Present the material below, from its first line through the line containing "[69,175,109,202]", as a Markdown table with the columns Row and Line. Number each row and leave out blank lines.

Data extract:
— Begin —

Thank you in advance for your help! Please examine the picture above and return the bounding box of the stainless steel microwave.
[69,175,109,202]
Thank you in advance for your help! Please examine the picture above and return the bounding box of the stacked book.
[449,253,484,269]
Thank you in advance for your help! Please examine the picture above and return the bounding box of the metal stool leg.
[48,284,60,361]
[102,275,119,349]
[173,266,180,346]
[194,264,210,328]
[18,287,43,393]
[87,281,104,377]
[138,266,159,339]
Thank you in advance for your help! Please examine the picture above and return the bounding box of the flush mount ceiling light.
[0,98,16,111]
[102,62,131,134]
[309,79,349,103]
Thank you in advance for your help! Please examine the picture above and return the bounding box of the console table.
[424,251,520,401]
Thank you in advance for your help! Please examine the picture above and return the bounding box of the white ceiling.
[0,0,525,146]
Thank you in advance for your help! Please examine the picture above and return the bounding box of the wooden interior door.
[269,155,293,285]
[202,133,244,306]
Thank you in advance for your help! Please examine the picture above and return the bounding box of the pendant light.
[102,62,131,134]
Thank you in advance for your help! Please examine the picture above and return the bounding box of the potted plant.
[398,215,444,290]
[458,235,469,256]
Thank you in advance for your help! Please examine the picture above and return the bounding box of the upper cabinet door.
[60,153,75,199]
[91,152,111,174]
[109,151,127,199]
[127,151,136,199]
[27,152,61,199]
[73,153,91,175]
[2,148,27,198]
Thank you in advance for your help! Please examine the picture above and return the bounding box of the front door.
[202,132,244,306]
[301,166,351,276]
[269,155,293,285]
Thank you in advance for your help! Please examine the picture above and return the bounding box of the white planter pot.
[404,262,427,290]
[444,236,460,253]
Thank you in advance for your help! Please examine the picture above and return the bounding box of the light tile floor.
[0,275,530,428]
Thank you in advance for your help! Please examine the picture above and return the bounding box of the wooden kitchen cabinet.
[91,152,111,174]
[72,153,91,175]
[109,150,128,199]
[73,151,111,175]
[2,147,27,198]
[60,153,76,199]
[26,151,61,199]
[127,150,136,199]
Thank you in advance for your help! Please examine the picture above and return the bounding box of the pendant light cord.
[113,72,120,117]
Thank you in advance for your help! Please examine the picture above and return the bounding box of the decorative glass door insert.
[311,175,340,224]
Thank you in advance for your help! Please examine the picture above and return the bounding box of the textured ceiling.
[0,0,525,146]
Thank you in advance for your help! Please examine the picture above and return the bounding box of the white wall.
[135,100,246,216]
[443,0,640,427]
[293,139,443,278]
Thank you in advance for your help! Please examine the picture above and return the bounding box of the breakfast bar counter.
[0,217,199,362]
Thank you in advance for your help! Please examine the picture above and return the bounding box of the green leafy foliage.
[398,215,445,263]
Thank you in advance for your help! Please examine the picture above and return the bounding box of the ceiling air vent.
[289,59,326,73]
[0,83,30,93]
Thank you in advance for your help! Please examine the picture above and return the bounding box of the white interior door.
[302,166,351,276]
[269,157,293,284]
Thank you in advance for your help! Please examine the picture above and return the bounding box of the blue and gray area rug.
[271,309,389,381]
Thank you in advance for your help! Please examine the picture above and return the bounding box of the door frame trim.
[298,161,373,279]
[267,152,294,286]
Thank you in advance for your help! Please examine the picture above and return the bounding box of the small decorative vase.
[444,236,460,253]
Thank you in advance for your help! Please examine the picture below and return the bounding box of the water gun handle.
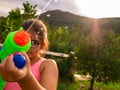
[13,54,26,69]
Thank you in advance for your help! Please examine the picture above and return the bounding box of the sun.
[75,0,120,18]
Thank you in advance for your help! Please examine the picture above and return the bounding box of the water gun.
[0,27,31,90]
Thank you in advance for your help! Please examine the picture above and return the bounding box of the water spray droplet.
[55,0,58,2]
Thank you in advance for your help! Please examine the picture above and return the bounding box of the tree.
[22,1,37,19]
[76,20,120,90]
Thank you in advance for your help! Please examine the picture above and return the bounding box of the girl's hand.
[0,53,30,82]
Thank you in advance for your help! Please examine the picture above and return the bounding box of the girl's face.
[27,31,41,59]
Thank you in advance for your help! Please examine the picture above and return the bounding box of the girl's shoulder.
[40,58,57,71]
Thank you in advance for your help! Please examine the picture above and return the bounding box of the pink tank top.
[3,58,44,90]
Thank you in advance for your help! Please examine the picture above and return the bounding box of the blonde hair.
[22,19,49,51]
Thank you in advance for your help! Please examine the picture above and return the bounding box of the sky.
[0,0,120,18]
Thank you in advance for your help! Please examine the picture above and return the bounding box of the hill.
[40,10,120,33]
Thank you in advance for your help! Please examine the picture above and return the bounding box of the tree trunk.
[89,75,95,90]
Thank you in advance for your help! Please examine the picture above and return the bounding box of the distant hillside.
[40,10,120,33]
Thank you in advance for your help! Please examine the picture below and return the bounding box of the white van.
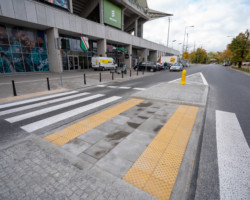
[91,57,117,71]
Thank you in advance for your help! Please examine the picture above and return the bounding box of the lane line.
[5,94,104,123]
[44,99,144,146]
[108,85,118,88]
[21,96,121,132]
[119,87,131,90]
[123,105,199,199]
[0,91,77,109]
[200,72,208,85]
[133,88,146,91]
[216,110,250,199]
[0,92,90,116]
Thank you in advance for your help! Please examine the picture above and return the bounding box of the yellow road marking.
[123,105,199,199]
[44,99,144,146]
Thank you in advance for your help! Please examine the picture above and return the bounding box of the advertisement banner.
[44,0,69,9]
[103,0,122,29]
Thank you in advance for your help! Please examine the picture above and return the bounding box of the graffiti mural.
[0,24,49,73]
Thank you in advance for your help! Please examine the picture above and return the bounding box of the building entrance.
[68,55,80,70]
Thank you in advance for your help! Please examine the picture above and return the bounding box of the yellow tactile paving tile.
[123,105,199,199]
[44,99,144,146]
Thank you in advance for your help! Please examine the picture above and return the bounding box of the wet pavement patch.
[106,131,129,140]
[127,122,141,129]
[154,125,162,132]
[138,116,148,119]
[137,102,153,107]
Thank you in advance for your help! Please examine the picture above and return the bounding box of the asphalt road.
[0,64,250,199]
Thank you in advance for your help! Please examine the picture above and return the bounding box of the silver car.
[170,63,183,71]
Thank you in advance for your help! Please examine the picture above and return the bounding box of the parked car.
[134,62,159,72]
[170,63,183,71]
[91,57,117,71]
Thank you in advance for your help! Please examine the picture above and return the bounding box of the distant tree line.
[183,29,250,68]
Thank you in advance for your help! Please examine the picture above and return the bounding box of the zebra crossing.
[97,85,146,91]
[0,91,122,133]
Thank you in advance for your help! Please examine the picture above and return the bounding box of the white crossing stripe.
[119,87,131,90]
[5,94,104,123]
[200,72,208,85]
[0,92,90,116]
[108,86,118,88]
[0,91,77,109]
[216,110,250,199]
[21,96,121,132]
[133,88,146,90]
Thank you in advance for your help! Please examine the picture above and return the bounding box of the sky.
[143,0,250,52]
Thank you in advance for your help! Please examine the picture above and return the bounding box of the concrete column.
[97,39,107,57]
[142,49,148,62]
[149,51,157,62]
[122,8,126,31]
[125,44,132,69]
[99,0,104,24]
[46,28,63,72]
[135,19,138,37]
[68,0,73,13]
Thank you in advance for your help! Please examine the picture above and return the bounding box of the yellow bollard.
[181,69,187,85]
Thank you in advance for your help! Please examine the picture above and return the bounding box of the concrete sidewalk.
[0,73,208,200]
[0,69,155,99]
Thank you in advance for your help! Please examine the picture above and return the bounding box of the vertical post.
[47,77,50,90]
[83,73,86,85]
[11,80,17,96]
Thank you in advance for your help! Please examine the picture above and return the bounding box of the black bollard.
[11,80,17,96]
[83,74,86,85]
[47,77,50,90]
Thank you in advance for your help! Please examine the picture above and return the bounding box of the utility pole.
[167,17,170,47]
[186,33,188,52]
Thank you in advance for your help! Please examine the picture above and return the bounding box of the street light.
[182,26,194,54]
[172,40,176,49]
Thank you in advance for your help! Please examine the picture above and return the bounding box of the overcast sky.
[143,0,250,52]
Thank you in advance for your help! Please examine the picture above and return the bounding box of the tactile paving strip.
[123,105,199,199]
[44,99,144,146]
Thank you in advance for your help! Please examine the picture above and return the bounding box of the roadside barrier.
[181,69,187,85]
[11,80,17,96]
[47,77,50,90]
[83,74,87,85]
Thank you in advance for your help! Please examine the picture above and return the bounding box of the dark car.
[134,62,159,72]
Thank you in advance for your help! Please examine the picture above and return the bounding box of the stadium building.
[0,0,179,73]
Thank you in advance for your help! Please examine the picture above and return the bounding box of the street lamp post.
[172,40,176,49]
[182,26,194,54]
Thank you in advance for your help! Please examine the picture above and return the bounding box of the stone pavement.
[0,71,208,200]
[0,69,155,99]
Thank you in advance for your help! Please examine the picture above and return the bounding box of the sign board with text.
[103,0,122,29]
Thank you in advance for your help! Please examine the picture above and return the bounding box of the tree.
[221,45,233,62]
[229,29,250,68]
[182,51,190,60]
[190,48,207,64]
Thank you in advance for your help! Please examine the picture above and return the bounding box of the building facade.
[0,0,179,73]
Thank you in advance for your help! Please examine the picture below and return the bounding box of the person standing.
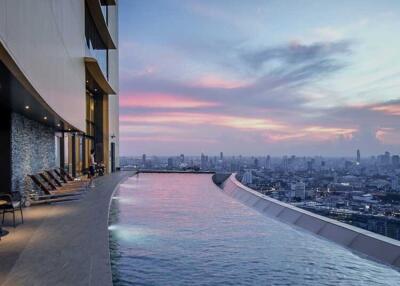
[89,149,96,188]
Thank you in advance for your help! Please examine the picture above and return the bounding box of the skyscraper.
[0,0,119,192]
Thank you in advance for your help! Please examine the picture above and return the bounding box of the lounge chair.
[0,192,24,227]
[28,175,85,198]
[45,170,62,187]
[59,168,74,181]
[53,169,68,183]
[39,173,57,190]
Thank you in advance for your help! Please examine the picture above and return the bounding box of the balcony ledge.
[84,57,116,94]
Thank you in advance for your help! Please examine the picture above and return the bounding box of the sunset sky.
[119,0,400,156]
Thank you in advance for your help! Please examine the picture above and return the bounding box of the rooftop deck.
[0,172,132,285]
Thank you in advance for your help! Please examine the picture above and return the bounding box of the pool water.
[109,174,400,286]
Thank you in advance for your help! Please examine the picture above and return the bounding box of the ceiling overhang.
[0,41,83,133]
[86,0,117,50]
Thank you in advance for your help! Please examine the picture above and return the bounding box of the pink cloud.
[193,74,247,89]
[265,126,358,142]
[119,92,219,108]
[371,104,400,116]
[120,112,286,130]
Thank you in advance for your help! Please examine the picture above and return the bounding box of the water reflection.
[110,174,400,285]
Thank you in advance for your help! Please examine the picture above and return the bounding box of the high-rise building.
[0,0,119,192]
[391,176,400,191]
[392,155,400,167]
[241,170,253,185]
[291,182,306,200]
[265,155,271,170]
[167,157,174,169]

— End —

Answer to the problem:
| Row | Line |
|---|---|
| 1 | Thank you in advance for your help! Please examine the picture above and return the bounding box of the stainless steel microwave. |
| 2 | [69,175,109,202] |